Goal ::
Reproduce every line from the one containing "the **black fur**." down to the one containing "Outline every instance of the **black fur**", substituting "dark fur" for "black fur" and changing nothing else.

============================================================

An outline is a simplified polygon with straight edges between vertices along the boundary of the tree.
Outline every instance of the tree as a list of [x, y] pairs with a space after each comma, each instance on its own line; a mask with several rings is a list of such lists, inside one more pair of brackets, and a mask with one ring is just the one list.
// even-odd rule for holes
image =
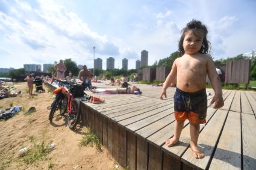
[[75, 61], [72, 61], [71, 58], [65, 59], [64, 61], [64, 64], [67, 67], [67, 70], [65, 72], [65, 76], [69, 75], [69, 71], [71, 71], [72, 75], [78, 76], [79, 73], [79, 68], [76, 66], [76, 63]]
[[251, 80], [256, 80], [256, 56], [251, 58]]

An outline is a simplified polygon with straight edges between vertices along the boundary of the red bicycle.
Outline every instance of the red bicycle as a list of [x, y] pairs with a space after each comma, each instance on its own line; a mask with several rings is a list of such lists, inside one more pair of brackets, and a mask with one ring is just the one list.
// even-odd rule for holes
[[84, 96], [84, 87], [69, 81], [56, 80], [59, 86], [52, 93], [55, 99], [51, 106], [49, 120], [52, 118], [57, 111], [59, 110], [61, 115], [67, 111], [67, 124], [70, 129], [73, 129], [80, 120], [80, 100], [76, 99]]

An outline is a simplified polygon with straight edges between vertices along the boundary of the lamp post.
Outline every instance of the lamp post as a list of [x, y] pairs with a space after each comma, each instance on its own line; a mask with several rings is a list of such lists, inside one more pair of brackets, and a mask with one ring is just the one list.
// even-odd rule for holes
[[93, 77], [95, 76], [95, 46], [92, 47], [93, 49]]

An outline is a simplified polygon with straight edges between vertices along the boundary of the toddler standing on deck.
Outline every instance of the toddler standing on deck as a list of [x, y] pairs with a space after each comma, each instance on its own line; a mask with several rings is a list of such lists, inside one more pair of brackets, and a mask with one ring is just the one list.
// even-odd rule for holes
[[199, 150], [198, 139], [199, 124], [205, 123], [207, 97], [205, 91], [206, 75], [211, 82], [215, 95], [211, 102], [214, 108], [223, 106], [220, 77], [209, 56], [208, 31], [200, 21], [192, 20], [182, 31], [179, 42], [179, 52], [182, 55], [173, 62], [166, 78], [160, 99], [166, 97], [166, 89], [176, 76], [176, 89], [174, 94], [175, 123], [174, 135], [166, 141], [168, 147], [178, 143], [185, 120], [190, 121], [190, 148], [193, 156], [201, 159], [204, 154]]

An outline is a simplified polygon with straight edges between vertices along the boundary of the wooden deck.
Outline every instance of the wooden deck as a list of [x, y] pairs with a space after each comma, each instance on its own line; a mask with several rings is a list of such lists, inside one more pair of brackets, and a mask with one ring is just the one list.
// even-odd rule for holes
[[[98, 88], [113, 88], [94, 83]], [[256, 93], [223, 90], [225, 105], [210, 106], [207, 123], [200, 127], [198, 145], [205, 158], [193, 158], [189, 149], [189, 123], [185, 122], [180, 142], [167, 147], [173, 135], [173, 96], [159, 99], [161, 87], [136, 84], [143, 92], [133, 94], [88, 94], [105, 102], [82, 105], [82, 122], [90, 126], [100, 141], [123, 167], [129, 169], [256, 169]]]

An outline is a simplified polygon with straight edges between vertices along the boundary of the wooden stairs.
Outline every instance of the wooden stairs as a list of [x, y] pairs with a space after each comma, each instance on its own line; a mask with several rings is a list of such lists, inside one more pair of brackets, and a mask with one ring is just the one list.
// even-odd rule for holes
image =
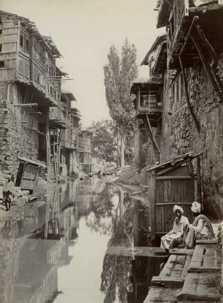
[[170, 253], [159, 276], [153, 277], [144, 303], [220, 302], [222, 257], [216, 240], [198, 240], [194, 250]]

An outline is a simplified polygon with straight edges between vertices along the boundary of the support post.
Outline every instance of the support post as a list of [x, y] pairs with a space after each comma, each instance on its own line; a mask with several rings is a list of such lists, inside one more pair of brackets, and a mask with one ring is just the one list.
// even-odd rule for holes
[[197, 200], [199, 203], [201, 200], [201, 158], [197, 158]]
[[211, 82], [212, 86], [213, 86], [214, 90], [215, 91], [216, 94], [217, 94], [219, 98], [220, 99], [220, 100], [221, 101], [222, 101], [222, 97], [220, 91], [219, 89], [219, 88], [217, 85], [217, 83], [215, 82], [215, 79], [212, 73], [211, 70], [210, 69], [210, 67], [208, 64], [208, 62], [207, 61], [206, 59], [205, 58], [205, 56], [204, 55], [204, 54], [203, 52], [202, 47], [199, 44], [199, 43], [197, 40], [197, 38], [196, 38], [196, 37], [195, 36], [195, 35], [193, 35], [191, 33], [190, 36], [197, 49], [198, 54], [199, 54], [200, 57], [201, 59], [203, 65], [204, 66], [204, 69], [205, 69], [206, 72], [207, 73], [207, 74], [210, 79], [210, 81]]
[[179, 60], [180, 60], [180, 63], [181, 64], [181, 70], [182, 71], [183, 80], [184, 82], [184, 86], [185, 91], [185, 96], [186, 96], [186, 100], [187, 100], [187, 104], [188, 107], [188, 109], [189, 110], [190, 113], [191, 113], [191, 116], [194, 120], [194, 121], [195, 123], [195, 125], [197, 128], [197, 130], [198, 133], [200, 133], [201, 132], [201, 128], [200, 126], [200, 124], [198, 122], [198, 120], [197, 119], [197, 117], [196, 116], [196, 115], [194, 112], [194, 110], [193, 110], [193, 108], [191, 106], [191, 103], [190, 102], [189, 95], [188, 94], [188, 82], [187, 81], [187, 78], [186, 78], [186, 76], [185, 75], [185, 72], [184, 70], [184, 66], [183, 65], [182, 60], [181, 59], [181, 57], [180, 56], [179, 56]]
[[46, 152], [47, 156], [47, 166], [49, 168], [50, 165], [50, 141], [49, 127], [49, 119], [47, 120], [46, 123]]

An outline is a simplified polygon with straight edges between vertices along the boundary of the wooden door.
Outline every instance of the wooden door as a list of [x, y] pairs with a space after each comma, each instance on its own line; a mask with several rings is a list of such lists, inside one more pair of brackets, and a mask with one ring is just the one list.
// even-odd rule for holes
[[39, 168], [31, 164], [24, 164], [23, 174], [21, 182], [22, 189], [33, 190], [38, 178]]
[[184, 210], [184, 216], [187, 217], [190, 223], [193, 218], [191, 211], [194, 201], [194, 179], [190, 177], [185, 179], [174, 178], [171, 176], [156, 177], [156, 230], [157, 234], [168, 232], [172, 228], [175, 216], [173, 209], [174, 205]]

============================================================

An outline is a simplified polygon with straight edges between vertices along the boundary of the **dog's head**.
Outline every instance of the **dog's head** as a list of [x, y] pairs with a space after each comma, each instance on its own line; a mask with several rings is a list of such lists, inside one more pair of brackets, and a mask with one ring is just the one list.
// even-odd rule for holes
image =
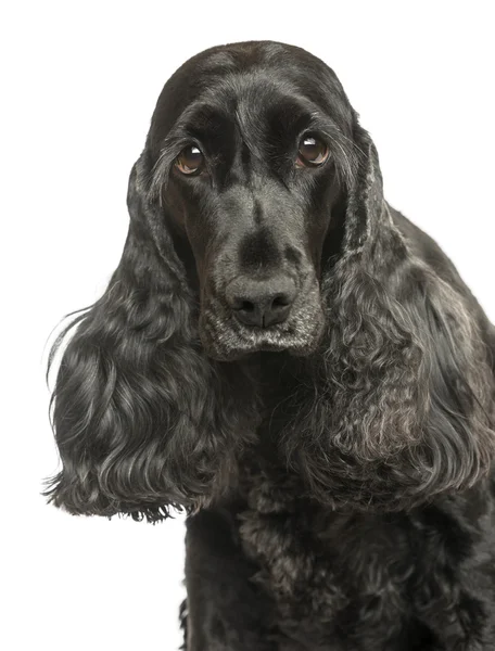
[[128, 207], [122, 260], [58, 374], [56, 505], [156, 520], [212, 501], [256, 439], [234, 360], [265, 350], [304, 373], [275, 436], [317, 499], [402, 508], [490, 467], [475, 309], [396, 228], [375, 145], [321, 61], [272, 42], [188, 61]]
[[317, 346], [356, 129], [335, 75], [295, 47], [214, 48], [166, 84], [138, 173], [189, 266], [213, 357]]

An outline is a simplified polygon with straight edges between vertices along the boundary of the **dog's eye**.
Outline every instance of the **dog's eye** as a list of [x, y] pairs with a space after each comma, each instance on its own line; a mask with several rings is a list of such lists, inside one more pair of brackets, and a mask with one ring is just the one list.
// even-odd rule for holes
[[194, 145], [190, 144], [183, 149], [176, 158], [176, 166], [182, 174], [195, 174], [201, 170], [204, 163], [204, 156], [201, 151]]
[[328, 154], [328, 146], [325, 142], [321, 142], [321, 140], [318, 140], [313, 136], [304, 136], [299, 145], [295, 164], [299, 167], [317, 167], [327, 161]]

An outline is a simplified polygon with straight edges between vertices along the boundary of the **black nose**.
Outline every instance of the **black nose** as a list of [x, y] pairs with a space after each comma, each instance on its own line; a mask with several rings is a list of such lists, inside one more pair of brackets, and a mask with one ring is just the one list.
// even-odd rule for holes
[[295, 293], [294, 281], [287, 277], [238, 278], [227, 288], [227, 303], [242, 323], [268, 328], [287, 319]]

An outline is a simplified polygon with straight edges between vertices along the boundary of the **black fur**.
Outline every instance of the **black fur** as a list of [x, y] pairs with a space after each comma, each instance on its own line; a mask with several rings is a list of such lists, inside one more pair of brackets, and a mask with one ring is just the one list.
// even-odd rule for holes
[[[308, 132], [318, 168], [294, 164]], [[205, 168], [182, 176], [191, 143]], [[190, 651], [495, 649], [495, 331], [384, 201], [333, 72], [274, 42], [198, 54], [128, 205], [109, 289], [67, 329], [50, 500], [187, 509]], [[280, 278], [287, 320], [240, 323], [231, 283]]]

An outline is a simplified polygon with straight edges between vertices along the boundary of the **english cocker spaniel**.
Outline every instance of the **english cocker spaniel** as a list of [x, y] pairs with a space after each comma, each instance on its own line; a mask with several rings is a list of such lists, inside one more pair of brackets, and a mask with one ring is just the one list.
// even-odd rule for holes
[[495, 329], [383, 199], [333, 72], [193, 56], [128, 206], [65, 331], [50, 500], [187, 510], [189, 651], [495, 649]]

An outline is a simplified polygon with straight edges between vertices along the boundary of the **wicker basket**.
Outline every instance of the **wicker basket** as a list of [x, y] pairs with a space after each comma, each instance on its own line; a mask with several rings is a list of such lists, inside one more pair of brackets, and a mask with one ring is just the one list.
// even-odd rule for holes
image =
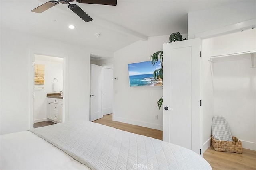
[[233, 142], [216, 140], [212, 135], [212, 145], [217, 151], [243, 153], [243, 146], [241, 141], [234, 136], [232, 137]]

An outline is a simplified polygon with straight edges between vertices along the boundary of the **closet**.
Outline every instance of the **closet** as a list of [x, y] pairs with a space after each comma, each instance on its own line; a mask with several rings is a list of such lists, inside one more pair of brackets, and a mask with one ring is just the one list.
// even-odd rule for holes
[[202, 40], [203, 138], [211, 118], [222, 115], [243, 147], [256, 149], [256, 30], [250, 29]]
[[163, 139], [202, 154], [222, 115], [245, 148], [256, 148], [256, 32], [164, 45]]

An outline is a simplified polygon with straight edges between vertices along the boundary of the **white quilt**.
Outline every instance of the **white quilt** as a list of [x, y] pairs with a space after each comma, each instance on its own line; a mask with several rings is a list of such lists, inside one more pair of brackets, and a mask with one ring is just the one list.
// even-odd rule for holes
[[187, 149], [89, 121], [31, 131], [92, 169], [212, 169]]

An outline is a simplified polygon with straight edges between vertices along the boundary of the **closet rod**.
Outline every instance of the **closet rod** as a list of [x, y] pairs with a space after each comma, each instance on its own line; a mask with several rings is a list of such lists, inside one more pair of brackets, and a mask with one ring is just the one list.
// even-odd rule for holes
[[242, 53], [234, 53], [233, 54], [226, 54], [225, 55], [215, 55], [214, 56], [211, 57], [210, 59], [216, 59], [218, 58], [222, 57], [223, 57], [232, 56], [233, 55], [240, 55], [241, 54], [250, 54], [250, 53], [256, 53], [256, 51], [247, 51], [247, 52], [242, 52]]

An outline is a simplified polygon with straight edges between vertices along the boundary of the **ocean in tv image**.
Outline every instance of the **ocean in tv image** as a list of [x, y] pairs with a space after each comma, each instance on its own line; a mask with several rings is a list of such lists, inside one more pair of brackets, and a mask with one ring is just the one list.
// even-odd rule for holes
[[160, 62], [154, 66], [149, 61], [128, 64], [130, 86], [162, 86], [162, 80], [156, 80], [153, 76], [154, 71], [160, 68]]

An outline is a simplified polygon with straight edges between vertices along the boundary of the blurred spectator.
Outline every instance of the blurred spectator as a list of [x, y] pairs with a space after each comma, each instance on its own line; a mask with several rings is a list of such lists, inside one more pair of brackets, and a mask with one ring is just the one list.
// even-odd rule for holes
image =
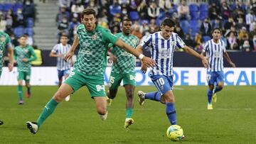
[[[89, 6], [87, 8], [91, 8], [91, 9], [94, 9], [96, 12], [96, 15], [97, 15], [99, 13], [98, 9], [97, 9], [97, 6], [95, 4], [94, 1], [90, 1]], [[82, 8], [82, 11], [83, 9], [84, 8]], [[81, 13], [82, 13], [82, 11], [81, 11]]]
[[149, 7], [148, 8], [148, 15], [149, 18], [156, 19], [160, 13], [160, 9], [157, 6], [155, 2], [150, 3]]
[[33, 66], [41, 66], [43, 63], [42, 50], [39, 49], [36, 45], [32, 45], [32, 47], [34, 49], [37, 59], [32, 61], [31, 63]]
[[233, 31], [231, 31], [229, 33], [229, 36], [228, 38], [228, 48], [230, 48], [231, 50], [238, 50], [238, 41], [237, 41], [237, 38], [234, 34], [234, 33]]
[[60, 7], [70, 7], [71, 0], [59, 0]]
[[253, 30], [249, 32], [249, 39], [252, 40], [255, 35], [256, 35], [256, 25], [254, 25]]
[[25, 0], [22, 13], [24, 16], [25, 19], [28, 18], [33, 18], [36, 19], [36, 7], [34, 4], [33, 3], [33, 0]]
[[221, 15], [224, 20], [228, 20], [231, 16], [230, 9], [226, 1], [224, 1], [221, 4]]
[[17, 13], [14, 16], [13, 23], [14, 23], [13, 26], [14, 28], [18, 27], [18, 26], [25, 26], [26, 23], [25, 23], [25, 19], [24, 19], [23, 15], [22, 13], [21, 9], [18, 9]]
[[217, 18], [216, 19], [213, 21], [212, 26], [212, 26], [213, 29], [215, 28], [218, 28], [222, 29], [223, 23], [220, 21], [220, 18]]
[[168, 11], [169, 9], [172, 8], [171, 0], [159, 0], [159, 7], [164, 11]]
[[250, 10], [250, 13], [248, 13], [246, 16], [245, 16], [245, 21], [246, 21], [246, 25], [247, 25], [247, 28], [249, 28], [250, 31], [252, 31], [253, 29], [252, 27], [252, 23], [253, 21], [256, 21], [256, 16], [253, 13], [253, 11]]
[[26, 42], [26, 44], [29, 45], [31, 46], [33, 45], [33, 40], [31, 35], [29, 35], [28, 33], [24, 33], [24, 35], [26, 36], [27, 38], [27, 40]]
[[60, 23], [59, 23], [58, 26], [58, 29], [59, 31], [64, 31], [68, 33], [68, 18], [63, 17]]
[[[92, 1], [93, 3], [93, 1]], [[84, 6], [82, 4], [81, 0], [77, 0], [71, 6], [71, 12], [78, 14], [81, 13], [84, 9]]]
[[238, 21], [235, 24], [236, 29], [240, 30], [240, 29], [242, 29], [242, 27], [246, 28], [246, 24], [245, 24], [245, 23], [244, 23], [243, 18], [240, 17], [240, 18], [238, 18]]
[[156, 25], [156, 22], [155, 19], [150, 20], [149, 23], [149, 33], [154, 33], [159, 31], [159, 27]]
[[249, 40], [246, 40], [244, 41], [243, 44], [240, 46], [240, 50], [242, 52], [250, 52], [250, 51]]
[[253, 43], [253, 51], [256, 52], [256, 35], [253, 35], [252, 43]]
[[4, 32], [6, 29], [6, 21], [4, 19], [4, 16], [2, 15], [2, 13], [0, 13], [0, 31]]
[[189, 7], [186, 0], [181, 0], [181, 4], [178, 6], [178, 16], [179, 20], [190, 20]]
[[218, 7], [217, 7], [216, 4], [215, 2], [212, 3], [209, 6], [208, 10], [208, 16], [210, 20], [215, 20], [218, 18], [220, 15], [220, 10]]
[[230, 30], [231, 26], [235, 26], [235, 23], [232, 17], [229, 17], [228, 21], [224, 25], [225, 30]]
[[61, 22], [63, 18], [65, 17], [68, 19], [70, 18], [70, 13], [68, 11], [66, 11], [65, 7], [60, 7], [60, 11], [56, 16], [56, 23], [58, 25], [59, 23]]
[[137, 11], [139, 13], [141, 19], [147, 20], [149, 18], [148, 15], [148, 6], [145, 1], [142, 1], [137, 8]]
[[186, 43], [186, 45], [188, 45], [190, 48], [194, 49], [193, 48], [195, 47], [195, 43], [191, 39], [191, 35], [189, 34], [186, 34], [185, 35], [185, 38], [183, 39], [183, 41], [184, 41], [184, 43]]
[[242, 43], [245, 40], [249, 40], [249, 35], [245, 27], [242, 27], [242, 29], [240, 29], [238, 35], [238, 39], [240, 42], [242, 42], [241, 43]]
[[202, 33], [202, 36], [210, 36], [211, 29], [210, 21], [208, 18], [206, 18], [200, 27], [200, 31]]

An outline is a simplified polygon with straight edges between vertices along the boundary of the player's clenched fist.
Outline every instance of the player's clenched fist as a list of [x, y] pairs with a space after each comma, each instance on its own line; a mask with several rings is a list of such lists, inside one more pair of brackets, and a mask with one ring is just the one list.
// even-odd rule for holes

============================================================

Task answer ::
An outline is a simplified polygon with straight edges between vertices along the boundary of the **dark fur**.
Outline every instance of the **dark fur** as a list of [x, y] pairs with a space after each comma, each instance on its own line; a mask with several rings is a list of such lists, inside one more pair of brackets, and a mask with one ring is just the one list.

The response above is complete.